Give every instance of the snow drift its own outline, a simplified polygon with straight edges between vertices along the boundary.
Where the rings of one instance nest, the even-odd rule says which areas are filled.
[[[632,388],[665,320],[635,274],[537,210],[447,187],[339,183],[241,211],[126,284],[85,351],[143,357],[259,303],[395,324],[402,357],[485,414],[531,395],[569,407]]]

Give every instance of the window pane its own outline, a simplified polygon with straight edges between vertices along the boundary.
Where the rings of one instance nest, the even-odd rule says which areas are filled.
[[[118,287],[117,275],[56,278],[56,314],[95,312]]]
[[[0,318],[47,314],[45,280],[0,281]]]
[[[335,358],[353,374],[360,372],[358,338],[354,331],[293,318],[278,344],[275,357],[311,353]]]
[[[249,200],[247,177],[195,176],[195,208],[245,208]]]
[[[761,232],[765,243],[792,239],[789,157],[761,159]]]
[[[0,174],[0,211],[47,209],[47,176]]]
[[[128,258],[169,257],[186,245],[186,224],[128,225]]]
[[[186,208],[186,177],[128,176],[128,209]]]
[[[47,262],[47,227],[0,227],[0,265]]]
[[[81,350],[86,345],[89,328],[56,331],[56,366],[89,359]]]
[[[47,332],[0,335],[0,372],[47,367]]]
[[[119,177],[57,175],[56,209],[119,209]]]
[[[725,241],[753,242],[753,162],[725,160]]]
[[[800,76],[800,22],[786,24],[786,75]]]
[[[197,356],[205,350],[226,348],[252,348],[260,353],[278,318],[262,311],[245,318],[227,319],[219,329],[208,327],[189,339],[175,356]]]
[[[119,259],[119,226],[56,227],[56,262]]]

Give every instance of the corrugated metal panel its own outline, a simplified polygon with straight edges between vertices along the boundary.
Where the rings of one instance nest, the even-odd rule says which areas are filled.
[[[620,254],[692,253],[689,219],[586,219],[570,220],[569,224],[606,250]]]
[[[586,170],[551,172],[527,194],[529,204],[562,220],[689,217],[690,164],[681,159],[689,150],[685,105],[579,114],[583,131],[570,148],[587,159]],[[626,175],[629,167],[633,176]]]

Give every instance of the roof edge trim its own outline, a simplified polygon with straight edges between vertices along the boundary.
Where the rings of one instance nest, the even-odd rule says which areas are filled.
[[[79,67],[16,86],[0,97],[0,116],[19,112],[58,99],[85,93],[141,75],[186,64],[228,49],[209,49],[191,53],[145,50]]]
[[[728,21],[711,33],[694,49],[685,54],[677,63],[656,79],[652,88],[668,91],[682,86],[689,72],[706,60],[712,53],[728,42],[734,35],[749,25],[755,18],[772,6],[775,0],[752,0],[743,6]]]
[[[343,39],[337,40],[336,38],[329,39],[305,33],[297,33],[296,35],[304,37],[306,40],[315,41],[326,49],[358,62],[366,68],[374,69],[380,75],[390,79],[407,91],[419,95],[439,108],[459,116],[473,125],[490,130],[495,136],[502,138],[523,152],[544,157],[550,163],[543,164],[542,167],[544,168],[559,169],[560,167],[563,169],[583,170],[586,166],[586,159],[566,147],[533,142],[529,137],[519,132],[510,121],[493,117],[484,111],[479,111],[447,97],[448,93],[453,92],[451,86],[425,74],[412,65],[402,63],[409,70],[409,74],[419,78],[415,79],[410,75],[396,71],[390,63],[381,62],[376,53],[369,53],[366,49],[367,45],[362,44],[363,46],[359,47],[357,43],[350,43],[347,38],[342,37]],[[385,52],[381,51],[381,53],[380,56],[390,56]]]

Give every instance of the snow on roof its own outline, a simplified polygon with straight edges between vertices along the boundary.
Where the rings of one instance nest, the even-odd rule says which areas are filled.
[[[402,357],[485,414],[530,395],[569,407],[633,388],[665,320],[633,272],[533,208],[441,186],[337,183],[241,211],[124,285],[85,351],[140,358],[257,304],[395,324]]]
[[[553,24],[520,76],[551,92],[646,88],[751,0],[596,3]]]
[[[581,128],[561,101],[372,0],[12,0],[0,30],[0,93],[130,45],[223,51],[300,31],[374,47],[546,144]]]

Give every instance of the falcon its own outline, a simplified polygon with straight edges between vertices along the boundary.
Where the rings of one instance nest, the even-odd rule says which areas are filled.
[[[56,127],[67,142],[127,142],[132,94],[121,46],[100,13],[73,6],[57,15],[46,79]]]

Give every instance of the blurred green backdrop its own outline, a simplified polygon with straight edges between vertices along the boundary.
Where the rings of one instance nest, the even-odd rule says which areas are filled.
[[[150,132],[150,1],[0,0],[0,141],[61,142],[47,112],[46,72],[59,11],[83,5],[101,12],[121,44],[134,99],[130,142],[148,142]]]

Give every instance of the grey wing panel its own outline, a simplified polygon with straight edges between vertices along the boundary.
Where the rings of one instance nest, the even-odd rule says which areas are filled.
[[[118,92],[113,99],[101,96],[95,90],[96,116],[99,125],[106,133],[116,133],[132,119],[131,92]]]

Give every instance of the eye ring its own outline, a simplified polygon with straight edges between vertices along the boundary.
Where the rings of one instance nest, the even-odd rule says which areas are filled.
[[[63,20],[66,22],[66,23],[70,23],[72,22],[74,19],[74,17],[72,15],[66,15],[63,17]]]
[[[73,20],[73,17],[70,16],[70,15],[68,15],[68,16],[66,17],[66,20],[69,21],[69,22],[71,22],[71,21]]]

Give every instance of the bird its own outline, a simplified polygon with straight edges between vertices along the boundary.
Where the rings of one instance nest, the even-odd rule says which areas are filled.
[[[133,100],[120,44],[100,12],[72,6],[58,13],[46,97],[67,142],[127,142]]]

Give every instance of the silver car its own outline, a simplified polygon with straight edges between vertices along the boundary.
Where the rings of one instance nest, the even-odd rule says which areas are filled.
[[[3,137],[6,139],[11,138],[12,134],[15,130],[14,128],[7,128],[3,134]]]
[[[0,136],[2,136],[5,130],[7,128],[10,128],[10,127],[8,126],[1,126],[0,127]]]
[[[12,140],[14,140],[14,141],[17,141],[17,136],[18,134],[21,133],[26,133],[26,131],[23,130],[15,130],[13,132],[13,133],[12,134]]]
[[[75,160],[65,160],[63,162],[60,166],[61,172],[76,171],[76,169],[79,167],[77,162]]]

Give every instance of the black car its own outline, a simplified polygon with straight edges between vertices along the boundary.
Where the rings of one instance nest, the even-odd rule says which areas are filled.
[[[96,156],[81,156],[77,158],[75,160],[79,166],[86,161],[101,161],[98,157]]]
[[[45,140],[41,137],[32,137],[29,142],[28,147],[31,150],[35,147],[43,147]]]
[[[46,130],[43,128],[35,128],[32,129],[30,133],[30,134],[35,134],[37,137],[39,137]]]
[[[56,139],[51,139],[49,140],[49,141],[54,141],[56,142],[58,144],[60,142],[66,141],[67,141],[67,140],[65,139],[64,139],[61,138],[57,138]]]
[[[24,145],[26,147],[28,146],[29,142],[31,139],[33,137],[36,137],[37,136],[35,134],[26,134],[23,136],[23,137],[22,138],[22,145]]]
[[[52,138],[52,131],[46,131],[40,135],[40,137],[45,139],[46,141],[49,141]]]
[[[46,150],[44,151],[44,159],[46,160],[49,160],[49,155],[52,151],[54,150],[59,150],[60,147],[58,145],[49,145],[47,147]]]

- What the task asks: Rewrite all of the lines above, putting "straight segments" in place of "straight edges" wherever it occurs and leaving everything else unchanged.

- Exercise solution:
Give every instance of the snow drift its own outline, a simplified polygon with straight segments between vertices along the boundary.
Where the rings of one instance nest, the even-odd rule says which areas are filled.
[[[632,388],[665,320],[635,274],[537,210],[447,187],[339,183],[241,211],[126,284],[85,351],[143,357],[259,303],[395,324],[402,357],[485,414],[531,395],[569,407]]]

Give every instance of the window pane its own outline, a simplified polygon with straight segments between vertices along the boundary.
Where the rings of one instance nest, the even-odd rule says which areas are filled.
[[[118,287],[117,275],[56,278],[56,314],[95,312]]]
[[[0,318],[47,314],[45,280],[0,281]]]
[[[335,358],[353,374],[360,372],[358,338],[354,331],[293,318],[278,344],[275,357],[311,353]]]
[[[249,200],[247,177],[195,176],[195,208],[245,208]]]
[[[761,232],[765,243],[792,239],[789,157],[761,159]]]
[[[0,174],[0,211],[47,209],[47,176]]]
[[[128,258],[169,257],[186,245],[186,224],[128,225]]]
[[[186,208],[186,177],[128,176],[128,209]]]
[[[47,262],[47,227],[0,227],[0,265]]]
[[[81,350],[86,345],[89,328],[56,331],[56,366],[89,359]]]
[[[47,332],[0,335],[0,372],[47,367]]]
[[[119,177],[57,175],[56,209],[119,209]]]
[[[725,241],[753,242],[753,162],[725,160]]]
[[[800,76],[800,22],[786,24],[786,75]]]
[[[197,356],[205,350],[226,348],[252,348],[260,353],[278,318],[262,311],[245,318],[227,319],[219,329],[208,327],[189,339],[175,356]]]
[[[119,259],[119,226],[56,227],[56,262]]]

Give every instance of the corrugated metal panel its own outline, a simplified polygon with straight segments between vertices along the boundary.
Where the rings of one instance nest, the even-odd rule says which areas are filled.
[[[620,254],[692,253],[689,219],[586,219],[570,220],[569,224],[606,250]]]
[[[586,170],[551,172],[527,194],[529,204],[562,220],[689,217],[690,164],[681,159],[689,150],[685,105],[579,114],[583,131],[570,148],[587,159]],[[626,175],[629,167],[633,176]]]

Give every instance of the roof edge trim its own outline, a simplified polygon with straight segments between vertices along the boundary.
Where the rings of one instance nest, the even-odd rule says which areas are filled.
[[[79,67],[16,86],[0,97],[0,116],[19,112],[58,99],[85,93],[141,75],[186,64],[228,49],[209,49],[191,53],[145,50]]]
[[[728,21],[711,33],[694,49],[685,54],[677,63],[656,79],[652,88],[668,91],[682,86],[689,72],[706,60],[712,53],[728,42],[734,35],[749,25],[755,18],[772,6],[775,0],[752,0],[743,6]]]
[[[343,39],[337,40],[336,38],[329,39],[305,33],[297,33],[296,35],[304,37],[306,40],[315,41],[326,49],[358,62],[366,68],[374,69],[380,75],[390,79],[407,91],[419,95],[439,108],[459,116],[473,125],[490,130],[495,136],[502,138],[523,152],[544,157],[550,163],[543,164],[542,167],[544,168],[559,169],[560,167],[563,169],[583,170],[586,166],[586,159],[566,147],[533,142],[529,137],[519,132],[510,121],[493,117],[484,111],[479,111],[447,97],[448,93],[453,92],[451,86],[425,74],[412,65],[402,63],[409,70],[409,74],[419,78],[415,79],[410,75],[396,71],[390,63],[381,62],[376,53],[369,53],[366,49],[367,45],[362,44],[363,46],[359,47],[357,43],[350,43],[347,38],[342,37]],[[385,52],[381,51],[381,53],[380,56],[390,56]]]

Give every instance of the snow on roof its own outline, a simplified polygon with straight segments between vertices along the boundary.
Where the rings of one instance nest, the even-odd rule says which areas are filled.
[[[402,357],[485,414],[530,395],[569,407],[633,388],[665,320],[633,272],[533,208],[441,186],[337,183],[241,211],[124,285],[85,351],[140,358],[257,304],[395,324]]]
[[[553,24],[520,76],[551,92],[646,88],[751,0],[596,3]]]
[[[581,128],[561,101],[372,0],[12,0],[0,30],[0,93],[130,45],[223,51],[300,31],[374,47],[546,144]]]

Give every instance of the falcon its own outline, a simplified polygon with straight segments between vertices along the boundary.
Where the rings of one instance nest, the even-odd rule says which areas are filled.
[[[56,127],[67,142],[127,142],[132,94],[121,46],[100,13],[73,6],[57,15],[46,79]]]

Give every instance of the blurred green backdrop its own outline, a simplified polygon with straight segments between vertices along the boundary.
Where the rings of one instance nest, the even-odd rule says which areas are filled.
[[[150,132],[150,1],[0,0],[0,141],[61,142],[47,112],[46,72],[59,11],[83,5],[101,12],[121,44],[134,99],[130,142],[148,142]]]

Give every instance of the grey wing panel its own outline, a simplified polygon with straight segments between vertices along the boundary.
Where the rings of one instance nest, the even-odd rule says which areas are filled.
[[[118,92],[113,99],[101,96],[95,90],[96,116],[99,125],[106,133],[116,133],[132,119],[131,92]]]

Give every instance of the eye ring its own outline, a simplified polygon with straight segments between vertices along the boundary.
Where the rings of one instance nest, the even-odd rule says which areas are filled.
[[[63,20],[66,22],[66,23],[70,23],[72,22],[74,19],[74,17],[72,15],[66,15],[63,17]]]
[[[73,20],[73,17],[70,16],[70,15],[68,15],[68,16],[66,17],[66,20],[69,21],[69,22],[71,22],[71,21]]]

Give every instance of the bird its own outline, a simplified polygon with straight segments between vertices along the boundary.
Where the rings of one instance nest, the even-odd rule says which areas are filled.
[[[133,100],[120,44],[100,12],[72,6],[58,13],[46,97],[67,142],[127,142]]]

Give every instance of the silver car its own outline, a simplified polygon with straight segments between vertices along the boundary.
Where the rings of one instance nest, the even-odd rule says which areas are filled.
[[[3,137],[6,139],[11,138],[12,134],[15,130],[14,128],[7,128],[3,134]]]
[[[0,136],[2,136],[5,130],[7,128],[10,128],[10,127],[8,126],[1,126],[0,127]]]
[[[12,140],[14,140],[14,141],[17,141],[17,136],[18,134],[21,133],[26,133],[26,131],[23,130],[15,130],[13,132],[13,133],[12,134]]]
[[[75,160],[65,160],[63,162],[60,166],[61,172],[76,171],[76,169],[79,167],[77,162]]]

Give every instance of the black car its own outline, a simplified polygon with straight segments between vertices along the boundary.
Where the rings of one instance nest, the even-odd rule says which areas are filled.
[[[96,156],[81,156],[77,158],[75,160],[79,166],[86,161],[101,161],[98,157]]]
[[[45,140],[41,137],[32,137],[29,142],[28,147],[31,150],[35,147],[43,147]]]
[[[46,130],[43,128],[35,128],[32,129],[30,133],[30,134],[35,134],[37,137],[39,137]]]
[[[56,139],[51,139],[49,140],[49,141],[54,141],[56,142],[58,144],[60,142],[66,141],[67,141],[67,140],[65,139],[64,139],[61,138],[57,138]]]
[[[24,145],[26,147],[28,146],[29,142],[31,139],[33,137],[36,137],[37,136],[35,134],[26,134],[23,136],[23,137],[22,138],[22,145]]]
[[[52,138],[52,131],[46,131],[40,135],[40,137],[45,139],[46,141],[49,141]]]
[[[46,150],[44,151],[44,159],[46,160],[49,160],[49,155],[52,151],[54,150],[59,150],[60,147],[58,145],[49,145],[47,147]]]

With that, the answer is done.